**REQUIRED TASK**.
Edit the data below so that each "well-known text" becomes "WKT", keep every other line unchanged, and leave out the pictures.

═══ RECORDS

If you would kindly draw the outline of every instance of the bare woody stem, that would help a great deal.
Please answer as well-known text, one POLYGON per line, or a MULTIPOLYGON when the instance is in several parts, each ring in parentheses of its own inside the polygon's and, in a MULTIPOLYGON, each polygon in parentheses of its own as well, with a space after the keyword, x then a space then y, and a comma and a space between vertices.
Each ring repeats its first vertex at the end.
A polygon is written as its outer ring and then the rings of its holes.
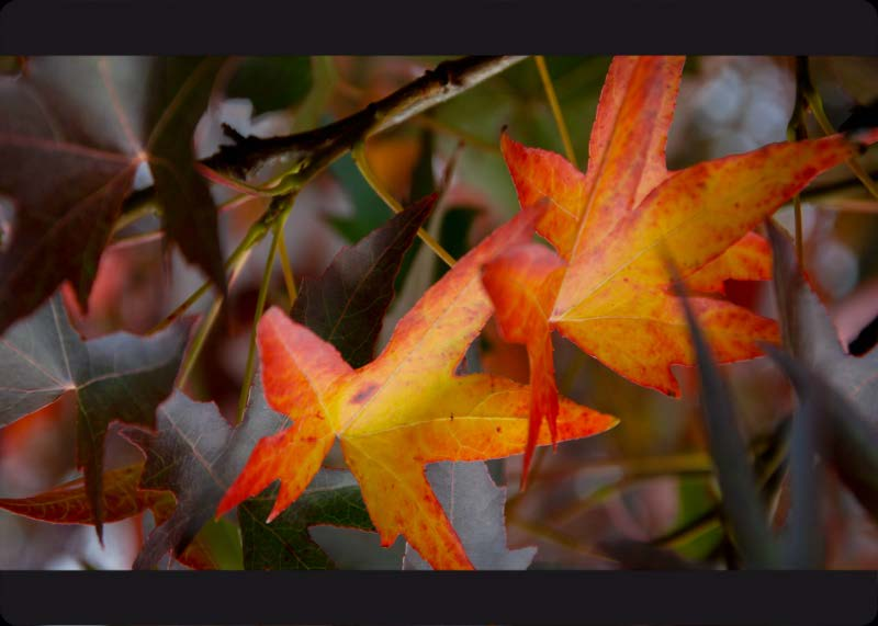
MULTIPOLYGON (((280 137, 245 137, 226 127, 234 140, 230 146, 200 162, 210 178, 246 191, 249 195, 282 195, 304 186, 336 159, 359 141, 386 130, 441 104, 476 84, 492 78, 524 56, 469 56, 443 61, 424 76, 397 89, 390 95, 369 104, 338 122, 313 130, 280 137), (267 189, 252 187, 244 182, 270 159, 283 157, 285 173, 267 189)), ((125 203, 123 215, 143 210, 155 200, 153 187, 142 190, 125 203)))

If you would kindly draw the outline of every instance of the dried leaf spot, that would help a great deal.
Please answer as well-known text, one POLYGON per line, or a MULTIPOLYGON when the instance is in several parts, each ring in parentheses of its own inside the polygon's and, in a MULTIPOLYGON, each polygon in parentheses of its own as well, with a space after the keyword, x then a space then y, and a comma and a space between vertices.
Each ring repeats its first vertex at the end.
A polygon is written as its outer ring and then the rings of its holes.
POLYGON ((353 398, 351 398, 351 401, 356 402, 358 405, 362 405, 369 398, 374 396, 376 390, 378 390, 378 384, 376 383, 370 383, 369 385, 365 385, 362 389, 357 391, 357 394, 354 394, 353 398))

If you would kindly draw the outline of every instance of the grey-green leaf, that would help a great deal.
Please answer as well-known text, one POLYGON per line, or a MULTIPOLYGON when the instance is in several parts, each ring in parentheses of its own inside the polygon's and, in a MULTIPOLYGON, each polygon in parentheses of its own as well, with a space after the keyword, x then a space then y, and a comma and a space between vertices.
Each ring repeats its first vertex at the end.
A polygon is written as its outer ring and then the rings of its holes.
POLYGON ((171 392, 191 320, 151 337, 117 332, 83 341, 60 295, 0 338, 0 426, 61 394, 77 395, 77 465, 101 534, 103 443, 111 421, 153 428, 171 392))

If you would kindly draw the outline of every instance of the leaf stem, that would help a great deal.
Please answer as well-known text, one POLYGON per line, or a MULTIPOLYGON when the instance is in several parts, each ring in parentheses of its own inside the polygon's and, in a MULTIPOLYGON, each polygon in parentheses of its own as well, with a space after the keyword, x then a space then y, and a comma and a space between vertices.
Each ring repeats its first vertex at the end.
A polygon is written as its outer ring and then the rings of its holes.
POLYGON ((567 160, 578 170, 579 166, 576 162, 576 153, 573 151, 573 141, 571 141, 567 125, 564 123, 564 116, 561 113, 561 104, 558 102, 558 94, 552 84, 552 77, 549 75, 549 67, 545 65, 545 57, 537 55, 533 57, 537 61, 537 69, 540 72, 540 80, 542 80, 542 88, 545 91, 545 98, 549 100, 549 106, 552 109, 552 115, 555 118, 558 132, 561 135, 561 141, 564 144, 564 152, 567 155, 567 160))
MULTIPOLYGON (((264 223, 266 216, 263 216, 259 221, 250 226, 250 229, 247 231, 247 235, 244 236, 238 247, 232 252, 229 258, 226 260, 226 271, 232 270, 233 272, 240 266, 249 255, 250 249, 262 240, 266 236, 267 227, 264 223)), ((149 333, 158 332, 167 327, 169 327, 176 319, 178 319, 181 315, 183 315, 189 307, 195 304, 201 296, 203 296, 207 291, 210 291, 213 283, 211 281, 205 281, 202 285, 195 289, 185 300, 182 301, 176 309, 173 309, 168 316, 157 323, 149 333)))
MULTIPOLYGON (((811 72, 808 67, 808 57, 800 57, 801 60, 801 88, 802 94, 804 99, 808 101, 808 105, 811 109, 811 113, 814 115, 814 119, 820 125, 821 130, 823 130, 826 135, 834 135, 835 127, 830 122, 830 118, 826 116, 826 111, 823 109, 823 99, 820 96, 820 92, 814 87, 814 83, 811 81, 811 72)), ((847 167, 854 172, 854 175, 859 179, 859 182, 863 183, 863 186, 876 198, 878 198, 878 184, 869 177, 868 172, 863 168, 859 160, 856 157, 851 157, 847 159, 847 167)))
MULTIPOLYGON (((284 223, 286 219, 283 220, 284 223)), ((286 285, 286 295, 290 298, 290 306, 293 306, 297 293, 295 289, 295 277, 293 266, 290 263, 290 255, 286 253, 286 242, 283 240, 283 225, 280 227, 280 241, 278 242, 278 253, 281 257, 281 270, 283 271, 283 282, 286 285)))
POLYGON ((271 240, 271 248, 268 252, 266 260, 266 269, 262 272, 262 283, 259 285, 259 295, 256 300, 256 311, 254 312, 254 326, 250 330, 250 344, 247 349, 247 366, 244 369, 244 380, 240 385, 240 397, 238 399, 238 412, 235 423, 240 423, 244 419, 244 411, 247 409, 247 400, 250 397, 250 382, 254 377, 254 369, 256 368, 256 330, 259 325, 259 319, 262 317, 262 310, 266 308, 266 298, 268 296, 268 287, 271 283, 271 271, 274 266, 274 257, 278 252, 278 244, 283 238, 283 223, 290 209, 295 202, 295 194, 289 196, 278 197, 272 202, 272 207, 269 208, 269 214, 274 215, 277 210, 280 212, 279 219, 274 219, 272 230, 274 237, 271 240))
MULTIPOLYGON (((796 57, 796 104, 792 115, 787 124, 787 140, 800 141, 808 138, 808 128, 804 124, 804 112, 808 110, 808 100, 804 96, 808 82, 808 58, 796 57)), ((802 229, 802 197, 797 193, 792 196, 792 209, 796 220, 796 258, 800 268, 804 268, 804 234, 802 229)))
MULTIPOLYGON (((384 186, 381 184, 381 181, 372 171, 372 168, 369 167, 369 159, 365 156, 365 143, 358 143, 351 150, 351 157, 353 158, 353 162, 357 164, 357 169, 360 170, 363 179, 365 179, 365 182, 368 182, 369 186, 372 187, 372 191, 374 191, 378 196, 384 201, 384 204, 390 206, 394 213, 402 213, 404 210, 403 205, 399 204, 386 189, 384 189, 384 186)), ((444 248, 442 248, 442 246, 432 237, 432 235, 424 230, 424 228, 419 228, 418 237, 420 237, 420 240, 424 241, 424 243, 426 243, 430 250, 436 252, 436 255, 444 261, 449 268, 454 266, 454 258, 449 254, 444 248)))
MULTIPOLYGON (((240 263, 233 268, 232 275, 228 277, 229 288, 235 283, 235 280, 238 277, 238 275, 240 275, 240 271, 244 269, 245 263, 247 263, 250 251, 248 250, 241 258, 240 263)), ((192 345, 189 348, 189 352, 187 353, 185 358, 180 367, 181 374, 177 383, 177 386, 180 389, 182 389, 189 380, 189 376, 192 374, 192 369, 195 367, 195 362, 198 362, 199 356, 204 349, 204 343, 206 342, 207 337, 211 334, 213 325, 216 323, 216 320, 219 317, 219 310, 223 308, 224 301, 225 298, 223 295, 217 294, 213 300, 213 304, 211 305, 211 308, 207 310, 207 315, 204 316, 204 319, 202 319, 199 323, 199 330, 195 332, 195 337, 192 339, 192 345)))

══════

**SOLUTION**.
If you would kindly draw the outline of every instance of the bare woody stem, that would help a great deal.
Please answer as WKT, one POLYGON per line, or a MULTIPOLYGON when the instance is in several parts, each ring in parentheses of its own inside the polygon's and, in a MULTIPOLYGON, each polygon in parentheses of its own as well, with a space after the keyword, x then a space then y, and a comma and a space between vertices.
Each ring repeats its first vertex at the end.
A polygon is written as its outer ring and then the rings of its holes.
MULTIPOLYGON (((280 137, 245 137, 226 127, 234 140, 230 146, 200 162, 210 178, 246 191, 249 195, 282 195, 304 186, 336 159, 359 141, 386 130, 441 104, 476 84, 492 78, 524 56, 469 56, 443 61, 424 76, 397 89, 390 95, 369 104, 338 122, 313 130, 280 137), (267 189, 252 187, 244 182, 270 159, 283 157, 285 173, 267 189)), ((125 203, 123 215, 143 210, 155 200, 153 187, 142 190, 125 203)))

If you would kindly draw the outline of every instance of the dried leaf spot, that would help a great deal.
Please answer as WKT, one POLYGON per line, or a MULTIPOLYGON when the instance is in several parts, each ring in parentheses of its own inside the polygon's and, in a MULTIPOLYGON, each polygon in parentheses of its own as well, with a space after the keyword, x then a space then y, and a comma and a space between vertices.
Each ring repeats its first vertex at the end.
A polygon is written as its outer ring and then the rings of its holes.
POLYGON ((353 398, 351 398, 351 401, 356 402, 358 405, 362 405, 369 398, 374 396, 376 390, 378 390, 378 384, 376 383, 370 383, 369 385, 365 385, 362 389, 357 391, 357 394, 354 394, 353 398))

If you would kindly draw the outline of every instance of the grey-green leaf, that would help a great deal.
Please answer as WKT, one POLYGON per line, or a MULTIPOLYGON when the instance is in several parts, each ring in parentheses of its own inside the polygon's and, in a MULTIPOLYGON, each polygon in parentheses of its own as well, with a space after the keyword, x then a space then y, and a comma and a space between vertices.
Each ring repeats its first vertex at the end.
A polygon is written as its outer ring and then the rings of its holes.
POLYGON ((171 392, 191 320, 151 337, 117 332, 83 341, 60 295, 0 338, 0 426, 61 394, 77 395, 77 465, 101 534, 103 443, 111 421, 153 428, 171 392))

If you would kindly draw the outline of every instance of the leaf stem, that would help a great deal.
Please answer as WKT, one POLYGON per line, or a MULTIPOLYGON when the instance is in several parts, each ring in parentheses of its own inside the polygon's and, in a MULTIPOLYGON, each polygon in parentheses of its own as well, with a space after the keyword, x then a space then y, and a comma and a space between vertices.
Each ring repeats its first vertex at the end.
A polygon is written as its outer ring and then the rings of its holes.
POLYGON ((567 160, 578 170, 579 166, 576 162, 576 153, 573 151, 573 141, 571 141, 567 125, 564 123, 564 116, 561 113, 561 104, 558 102, 558 94, 552 84, 552 77, 549 75, 549 67, 545 65, 545 57, 537 55, 533 57, 537 61, 537 69, 540 72, 540 80, 542 80, 542 88, 545 91, 545 98, 549 100, 549 106, 552 109, 552 115, 555 118, 558 132, 561 135, 561 141, 564 144, 564 152, 567 155, 567 160))
MULTIPOLYGON (((264 223, 266 216, 263 216, 259 221, 250 226, 250 229, 247 231, 247 235, 244 236, 238 247, 232 252, 229 258, 226 260, 226 271, 232 270, 233 272, 240 266, 249 255, 250 249, 262 240, 266 236, 267 227, 264 223)), ((149 333, 158 332, 167 327, 169 327, 176 319, 178 319, 181 315, 183 315, 189 307, 195 304, 201 296, 203 296, 207 291, 210 291, 213 283, 211 281, 205 281, 202 285, 195 289, 185 300, 182 301, 176 309, 173 309, 168 316, 157 323, 149 333)))
MULTIPOLYGON (((811 72, 808 67, 808 57, 800 57, 801 60, 801 88, 802 94, 804 99, 808 101, 808 105, 811 109, 811 113, 814 115, 814 119, 820 125, 821 130, 823 130, 826 135, 834 135, 835 127, 830 122, 830 118, 826 116, 826 111, 823 109, 823 99, 820 96, 820 92, 814 87, 814 83, 811 81, 811 72)), ((847 167, 854 172, 854 175, 859 179, 859 182, 863 183, 863 186, 876 198, 878 198, 878 184, 869 177, 868 172, 863 168, 859 160, 856 157, 851 157, 847 159, 847 167)))
MULTIPOLYGON (((284 223, 286 219, 283 220, 284 223)), ((286 285, 286 295, 290 298, 290 306, 293 306, 297 293, 295 289, 295 277, 293 266, 290 263, 290 255, 286 253, 286 242, 283 240, 283 225, 280 227, 280 241, 278 242, 278 253, 281 257, 281 270, 283 271, 283 282, 286 285)))
POLYGON ((271 240, 271 248, 268 252, 266 260, 266 269, 262 272, 262 283, 259 285, 259 295, 256 300, 256 311, 254 312, 254 326, 250 330, 250 344, 247 349, 247 366, 244 369, 244 380, 240 385, 240 397, 238 399, 238 412, 235 423, 240 423, 244 419, 244 411, 247 409, 247 400, 250 397, 250 382, 254 377, 254 369, 256 368, 256 330, 259 325, 259 319, 262 317, 262 310, 266 308, 266 298, 268 296, 268 287, 271 283, 271 271, 274 266, 274 257, 278 252, 278 244, 283 238, 283 223, 290 209, 295 202, 295 194, 289 196, 278 197, 272 202, 272 207, 269 208, 269 214, 274 215, 277 210, 280 212, 279 219, 274 219, 272 230, 274 237, 271 240))
MULTIPOLYGON (((796 57, 796 104, 792 115, 787 124, 787 140, 800 141, 808 138, 808 128, 804 124, 804 112, 808 110, 808 100, 804 96, 808 82, 808 58, 796 57)), ((802 229, 802 197, 797 193, 792 196, 792 209, 796 220, 796 258, 800 268, 804 268, 804 234, 802 229)))
MULTIPOLYGON (((384 186, 381 184, 381 181, 372 171, 372 168, 369 167, 369 159, 365 156, 365 143, 358 143, 351 150, 351 157, 353 158, 353 162, 357 164, 357 169, 360 170, 363 179, 365 179, 365 182, 368 182, 369 186, 372 187, 372 191, 374 191, 378 196, 384 201, 384 204, 390 206, 394 213, 402 213, 404 210, 403 205, 399 204, 386 189, 384 189, 384 186)), ((444 248, 442 248, 442 246, 432 237, 432 235, 424 230, 424 228, 419 228, 418 237, 420 237, 420 240, 424 241, 424 243, 426 243, 430 250, 436 252, 436 255, 444 261, 449 268, 454 266, 454 258, 449 254, 444 248)))
MULTIPOLYGON (((240 263, 233 268, 232 275, 228 277, 229 288, 235 283, 235 280, 238 277, 238 275, 240 275, 240 271, 244 269, 245 263, 247 263, 250 251, 248 250, 241 258, 240 263)), ((192 345, 189 348, 189 352, 187 353, 185 358, 180 367, 181 374, 177 383, 177 386, 180 389, 182 389, 189 380, 189 376, 192 374, 192 369, 195 367, 195 362, 198 362, 199 356, 204 349, 204 343, 206 342, 207 337, 211 334, 213 325, 216 323, 216 320, 219 317, 219 310, 223 308, 224 301, 225 298, 223 295, 217 294, 213 300, 213 304, 211 305, 211 308, 207 310, 207 315, 204 316, 204 319, 202 319, 199 323, 199 330, 195 332, 195 337, 192 339, 192 345)))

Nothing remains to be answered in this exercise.